Exercise inputs:
◆ ◆ ◆ ◆ ◆ ◆ ◆
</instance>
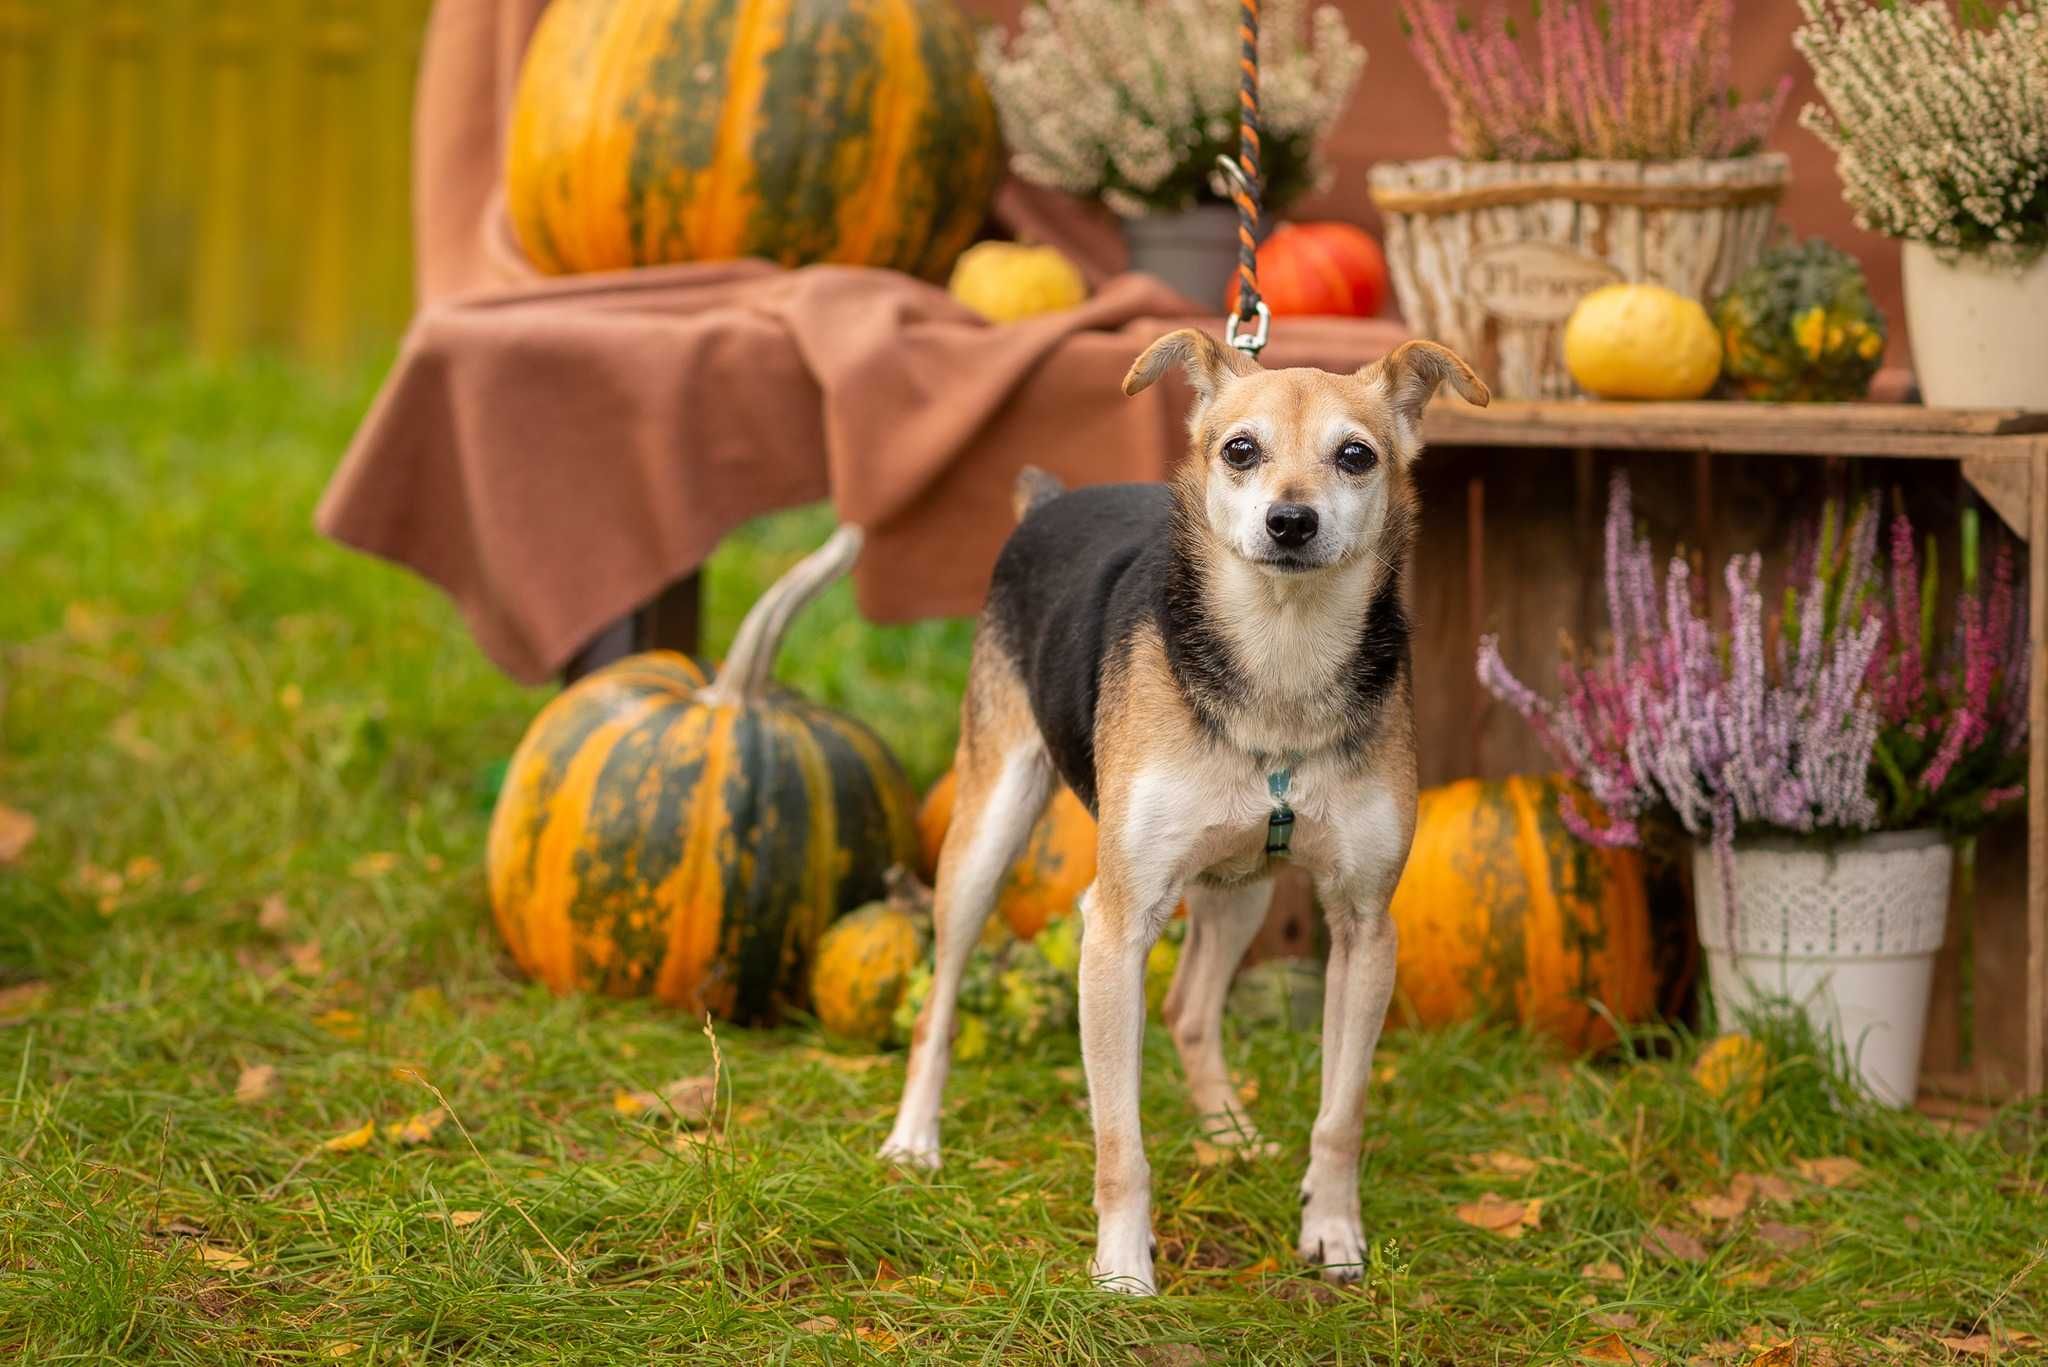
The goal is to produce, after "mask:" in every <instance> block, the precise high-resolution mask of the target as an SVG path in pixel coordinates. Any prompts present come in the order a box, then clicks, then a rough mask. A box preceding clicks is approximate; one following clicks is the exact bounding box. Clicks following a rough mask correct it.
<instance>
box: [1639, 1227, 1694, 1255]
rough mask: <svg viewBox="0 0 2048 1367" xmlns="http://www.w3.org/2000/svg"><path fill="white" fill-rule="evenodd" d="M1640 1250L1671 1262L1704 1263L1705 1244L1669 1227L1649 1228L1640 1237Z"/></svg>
mask: <svg viewBox="0 0 2048 1367" xmlns="http://www.w3.org/2000/svg"><path fill="white" fill-rule="evenodd" d="M1642 1248H1645V1250H1647V1252H1651V1254H1655V1256H1659V1258H1669V1260H1673V1262H1706V1244H1702V1242H1700V1240H1696V1238H1694V1236H1690V1234H1686V1232H1683V1230H1673V1228H1671V1226H1651V1232H1649V1234H1645V1236H1642Z"/></svg>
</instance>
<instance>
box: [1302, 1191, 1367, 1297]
mask: <svg viewBox="0 0 2048 1367" xmlns="http://www.w3.org/2000/svg"><path fill="white" fill-rule="evenodd" d="M1296 1252H1300V1258H1303V1262H1309V1265H1313V1267H1321V1269H1323V1277H1325V1279H1329V1281H1358V1279H1360V1277H1364V1273H1366V1228H1364V1224H1360V1219H1358V1211H1350V1213H1335V1215H1331V1213H1319V1211H1317V1209H1315V1201H1311V1203H1309V1209H1307V1211H1303V1217H1300V1244H1298V1246H1296Z"/></svg>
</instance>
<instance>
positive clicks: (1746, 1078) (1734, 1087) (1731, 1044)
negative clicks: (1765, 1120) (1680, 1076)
mask: <svg viewBox="0 0 2048 1367" xmlns="http://www.w3.org/2000/svg"><path fill="white" fill-rule="evenodd" d="M1767 1072H1769V1053H1767V1051H1765V1049H1763V1045H1761V1043H1757V1041H1755V1039H1751V1037H1749V1035H1722V1037H1720V1039H1716V1041H1714V1043H1710V1045H1706V1047H1704V1049H1700V1058H1698V1060H1694V1064H1692V1078H1694V1082H1698V1084H1700V1090H1702V1092H1706V1094H1708V1096H1714V1099H1718V1101H1731V1103H1735V1107H1737V1109H1739V1111H1755V1109H1757V1107H1759V1105H1763V1076H1765V1074H1767Z"/></svg>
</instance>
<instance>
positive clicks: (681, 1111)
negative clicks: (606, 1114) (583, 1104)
mask: <svg viewBox="0 0 2048 1367" xmlns="http://www.w3.org/2000/svg"><path fill="white" fill-rule="evenodd" d="M715 1107H717V1092H715V1090H713V1082H711V1074H702V1076H696V1078H676V1080H674V1082H670V1084H668V1086H664V1088H662V1090H659V1092H645V1090H631V1092H627V1090H623V1092H616V1094H614V1096H612V1111H618V1115H674V1119H680V1121H682V1123H684V1125H702V1123H705V1121H707V1119H711V1113H713V1109H715Z"/></svg>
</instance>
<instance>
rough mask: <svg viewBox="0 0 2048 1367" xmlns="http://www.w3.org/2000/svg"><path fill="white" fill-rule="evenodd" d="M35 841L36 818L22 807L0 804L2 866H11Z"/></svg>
mask: <svg viewBox="0 0 2048 1367" xmlns="http://www.w3.org/2000/svg"><path fill="white" fill-rule="evenodd" d="M33 840H35V818H33V816H29V814H27V812H23V810H20V807H10V805H6V803H0V865H10V863H14V861H16V859H20V857H23V851H27V848H29V844H31V842H33Z"/></svg>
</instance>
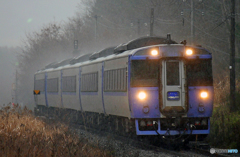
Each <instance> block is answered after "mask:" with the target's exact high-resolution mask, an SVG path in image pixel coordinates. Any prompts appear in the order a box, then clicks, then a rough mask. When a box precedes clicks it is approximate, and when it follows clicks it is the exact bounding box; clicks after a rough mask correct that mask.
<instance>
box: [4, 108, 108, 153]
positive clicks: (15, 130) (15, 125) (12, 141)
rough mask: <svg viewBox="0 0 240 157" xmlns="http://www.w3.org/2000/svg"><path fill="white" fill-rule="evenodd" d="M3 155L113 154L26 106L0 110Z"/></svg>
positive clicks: (59, 123) (8, 108)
◆ ◆ ◆ ◆ ◆ ◆ ◆
Your objective:
Leaving out all pictures, transcribe the listing exactly.

Answer to the problem:
</instance>
The goal is to produce, after "mask:" in every <instance> block, the precise high-resolution mask of the target as an SVG path in pixel coordinates. Any prompts present come in the order a box, then clicks, then a rough mask. A box preceding clicks is approximate; one following clicks is the exact bounding box. Clicks following a rough mask correct it.
<instance>
box: [1639, 1227, 1694, 1255]
rough mask: <svg viewBox="0 0 2048 1367" xmlns="http://www.w3.org/2000/svg"><path fill="white" fill-rule="evenodd" d="M1640 1250L1671 1262L1704 1263L1705 1244L1669 1227L1649 1228L1640 1237Z"/></svg>
mask: <svg viewBox="0 0 2048 1367" xmlns="http://www.w3.org/2000/svg"><path fill="white" fill-rule="evenodd" d="M1642 1248H1645V1250H1647V1252H1651V1254H1655V1256H1659V1258H1669V1260H1673V1262H1706V1244H1702V1242H1700V1240H1696V1238H1694V1236H1690V1234H1686V1232H1683V1230H1673V1228H1671V1226H1651V1232H1649V1234H1645V1236H1642Z"/></svg>
</instance>
<instance>
box: [1302, 1191, 1367, 1297]
mask: <svg viewBox="0 0 2048 1367" xmlns="http://www.w3.org/2000/svg"><path fill="white" fill-rule="evenodd" d="M1296 1252H1300V1258H1303V1262H1309V1265H1313V1267H1321V1269H1323V1277H1325V1279H1329V1281H1358V1279H1360V1277H1364V1273H1366V1228H1364V1224H1360V1219H1358V1211H1350V1213H1335V1215H1331V1213H1319V1211H1317V1209H1315V1201H1311V1203H1309V1209H1307V1211H1303V1217H1300V1244H1298V1246H1296Z"/></svg>
</instance>
<instance>
positive clicks: (1746, 1078) (1734, 1087) (1731, 1044)
negative clicks: (1765, 1120) (1680, 1076)
mask: <svg viewBox="0 0 2048 1367" xmlns="http://www.w3.org/2000/svg"><path fill="white" fill-rule="evenodd" d="M1767 1072H1769V1053H1767V1051H1765V1049H1763V1045H1761V1043H1757V1041H1755V1039H1751V1037H1749V1035H1722V1037H1720V1039H1716V1041H1714V1043H1710V1045H1706V1047H1704V1049H1700V1058H1698V1060H1694V1064H1692V1078H1694V1082H1698V1084H1700V1090H1702V1092H1706V1094H1708V1096H1714V1099H1718V1101H1731V1103H1735V1107H1737V1109H1739V1111H1755V1109H1757V1107H1759V1105H1763V1076H1765V1074H1767Z"/></svg>
</instance>
<instance>
positive clicks: (681, 1111)
negative clicks: (606, 1114) (583, 1104)
mask: <svg viewBox="0 0 2048 1367" xmlns="http://www.w3.org/2000/svg"><path fill="white" fill-rule="evenodd" d="M715 1107H717V1092H715V1090H713V1082H711V1074H702V1076H696V1078H676V1080H674V1082H670V1084H668V1086H664V1088H662V1090H659V1092H645V1090H631V1092H627V1090H623V1092H616V1094H614V1096H612V1111H618V1115H674V1119H680V1121H682V1123H684V1125H702V1123H705V1121H707V1119H711V1113H713V1109H715Z"/></svg>
</instance>
<instance>
rough mask: <svg viewBox="0 0 2048 1367" xmlns="http://www.w3.org/2000/svg"><path fill="white" fill-rule="evenodd" d="M35 841L36 818L22 807L0 804L2 866H11Z"/></svg>
mask: <svg viewBox="0 0 2048 1367" xmlns="http://www.w3.org/2000/svg"><path fill="white" fill-rule="evenodd" d="M33 840H35V818H33V816H29V814H27V812H23V810H20V807H10V805H6V803H0V865H10V863H14V861H16V859H20V857H23V851H27V848H29V844H31V842H33Z"/></svg>
</instance>
Each <instance> block is answered after "mask:" with the target's exact high-resolution mask, an SVG path in image pixel coordinates. Any prompts appear in the order a box, then clicks, then a rough mask. When a box precedes clicks it is approximate, and when it follows clicks it is the exact bounding box; clicks after a rough mask correct that mask.
<instance>
box: [4, 108, 108, 153]
positive clicks: (15, 130) (15, 125) (12, 141)
rough mask: <svg viewBox="0 0 240 157" xmlns="http://www.w3.org/2000/svg"><path fill="white" fill-rule="evenodd" d="M3 155L113 154L26 106L0 110Z"/></svg>
positive clicks: (59, 123) (8, 108)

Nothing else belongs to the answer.